Content uploaded by Stephen Senn

Author content

All content in this area was uploaded by Stephen Senn

Content may be subject to copyright.

1

*Published as: Senn, S. J. (2003). "Bayesian, likelihood and frequentist

approaches to statistics." Applied Clinical Trials 12(8): 35-38.

Bayesian, Likelihood and Frequentist Approaches to Statistics*

Stephen Senn

Dawn of a Bayesian era?

The Italian mathematician, actuary and Bayesian, Bruno DeFinetti (1906-1985), once

estimated that it would take until the year 2020 for the Bayesian view of statistics to

completely prevail

1

. Whether or not his prediction comes true, there is no question that

Bayesian statistics is gaining ground. In drug regulation, however, the alternative frequentist

view continues to dominate, although even here, there are areas (for example the regulation

of medical devices) where the Bayesian approach is being applied. Many readers of Applied

Clinical Trials will have heard of Bayesian statistics and some will have wondered what it is. If

DeFinetti is right, those who have not wondered yet may have to reason to do so in future.

:: Directions ::
**1.** In the article on Bayesian, likelihood and frequentist statistics, why might readers who have not yet wondered about Bayesian statistics have to do so in the future?
**2.** Resume the article on Bayesian, likelihood and frequentist statistics after its last sentence.

:: Raw data ::
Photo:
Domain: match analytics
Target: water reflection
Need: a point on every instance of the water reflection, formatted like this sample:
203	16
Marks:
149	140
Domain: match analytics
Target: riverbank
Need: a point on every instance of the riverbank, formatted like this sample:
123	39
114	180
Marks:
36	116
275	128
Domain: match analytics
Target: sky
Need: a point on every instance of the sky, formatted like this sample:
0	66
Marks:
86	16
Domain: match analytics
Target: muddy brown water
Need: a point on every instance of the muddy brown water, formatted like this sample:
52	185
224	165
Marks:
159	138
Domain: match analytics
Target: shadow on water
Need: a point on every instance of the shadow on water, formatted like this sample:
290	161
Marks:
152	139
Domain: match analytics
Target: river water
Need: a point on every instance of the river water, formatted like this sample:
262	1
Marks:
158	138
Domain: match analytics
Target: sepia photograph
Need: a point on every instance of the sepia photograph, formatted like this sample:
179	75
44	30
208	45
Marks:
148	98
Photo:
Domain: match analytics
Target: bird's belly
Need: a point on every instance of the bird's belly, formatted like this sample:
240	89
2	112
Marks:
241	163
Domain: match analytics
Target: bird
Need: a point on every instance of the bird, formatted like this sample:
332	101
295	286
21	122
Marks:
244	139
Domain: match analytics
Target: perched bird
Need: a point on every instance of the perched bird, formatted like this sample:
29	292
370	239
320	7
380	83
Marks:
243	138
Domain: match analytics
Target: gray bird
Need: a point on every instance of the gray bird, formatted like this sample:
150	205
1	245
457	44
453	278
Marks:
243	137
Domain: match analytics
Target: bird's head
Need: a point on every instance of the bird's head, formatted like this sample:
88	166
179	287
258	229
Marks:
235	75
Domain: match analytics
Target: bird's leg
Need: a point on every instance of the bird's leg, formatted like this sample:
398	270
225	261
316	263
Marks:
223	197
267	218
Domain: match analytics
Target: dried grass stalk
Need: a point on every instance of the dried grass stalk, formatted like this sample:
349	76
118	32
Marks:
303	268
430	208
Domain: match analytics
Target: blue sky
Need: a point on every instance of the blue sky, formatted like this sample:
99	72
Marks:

:: Exercise answers ::
**1.** DeFinetti estimated that the Bayesian view of statistics would completely prevail by the year 2020. If he is right, those readers will have to think about it.

**2.**
This article is an attempt to provide an explanation.

Statistics versus probability

Before explaining the difference between Bayesian and frequentist statistics (and a third

alternative, the likelihood approach, which has some features of both) it is useful to draw

another distinction: that between probabilists and statisticians. Probabilists are

mathematicians and like others of that breed are involved in a formal game. The game they

play is subjunctive, which is to say that it is a matter of if and then: if such and such are true

then such and such follow. 'If the die is fair, then there is one chance in six that I will roll a

one,' is a trivial example of the sort of question probabilists deal in. However, if you ask the

probabilist, 'is the die fair?', you will receive the reply, 'that's not my department'. Enquiry as to

whose department it is, leads to the statistician. The statistician cannot restrict life to

subjunctive matters: statisticians deal not just with if and then but also with whether and what.

Whether the die is fair or not and if not what exactly the bias is, are the sorts of questions that

statisticians are supposed to try and answer and their answer is supposed to rely on data.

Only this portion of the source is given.